Ваша задача »
Что, согласно приведённому тексту, религия ставит превыше всего?

Приведённый текст »
# # # # #

Если бы вы попали в Каир или Стамбул в 1600 году, то оказались бы в многокультурной и толерантной столице, где в относительном согласии соседствовали сунниты, шииты, православные христиане, католики, армяне, копты, евреи и даже немногочисленные индуисты. Хотя дело не обходилось без трений и стычек и Османская империя привычно дискриминировала людей по религиозному признаку, в сравнении с Европой это был либеральный рай. Если бы оттуда вы отправились в тогдашний Париж или Лондон, то обнаружили бы города, захлестнутые религиозным экстремизмом, где дозволялось жить лишь пребывающим в лоне господствующей церкви. В Лондоне били католиков, в Париже – гугенотов, евреев давно выдворили, и ни в одну здравую голову не могла бы прийти мысль впустить к себе мусульман. И все же научная революция началась в Лондоне и Париже, а не в Каире и Стамбуле.
Принято представлять историю Нового времени как борьбу науки с религией. Теоретически и наука, и религия превыше всего ставят истину, а поскольку у каждой истина своя, то столкновение неизбежно. На практике же и науку, и религию истина не особо волнует, поэтому они легко могут идти на компромиссы, сосуществовать и даже сотрудничать.
Религия превыше всего ставит порядок. Ее задача – сформировать и поддерживать социальную структуру. Наука превыше всего ставит власть. Она изучает и исследует для того, чтобы в ее власти было исцелять болезни, побеждать в войнах и производить вдоволь продовольствия. Как личности ученые и священники могут придавать огромное значение истине, однако как общественные институты наука и религия предпочитают истине порядок и власть. Поэтому они друг другу под стать. Бескомпромиссные поиски истины – это духовное странствие, которое редко может оставаться в границах религиозной или научной системы.

# # # # #

Данные для анализа »
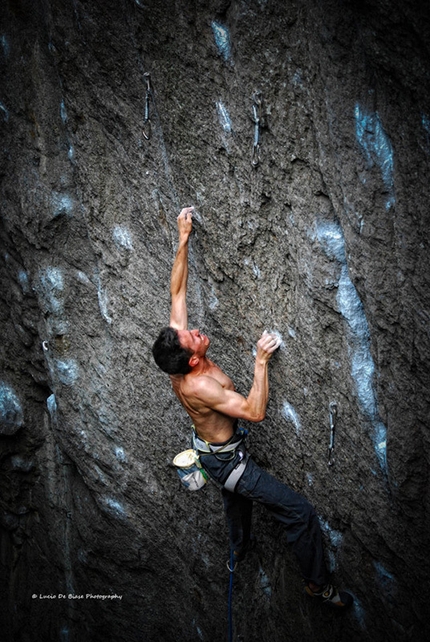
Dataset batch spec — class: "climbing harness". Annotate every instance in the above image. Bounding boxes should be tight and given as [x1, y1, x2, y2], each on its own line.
[193, 428, 249, 493]
[142, 72, 152, 140]
[328, 401, 337, 466]
[251, 92, 262, 167]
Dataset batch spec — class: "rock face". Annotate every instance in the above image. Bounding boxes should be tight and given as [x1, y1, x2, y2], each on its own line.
[0, 0, 430, 642]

# # # # #

Решение »
Порядок.